## Dataset items:

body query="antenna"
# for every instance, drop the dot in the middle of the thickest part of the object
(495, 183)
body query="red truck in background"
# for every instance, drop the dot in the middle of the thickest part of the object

## Set task:
Rewrite every line of the material above as a numbered list, leaving out any blank lines.

## Result for this exercise:
1. body query="antenna"
2. # for every instance, drop the dot in the middle of the thickest part of the object
3. (495, 183)
4. body query="red truck in background"
5. # for every instance, drop the dot in the middle of the thickest part of the object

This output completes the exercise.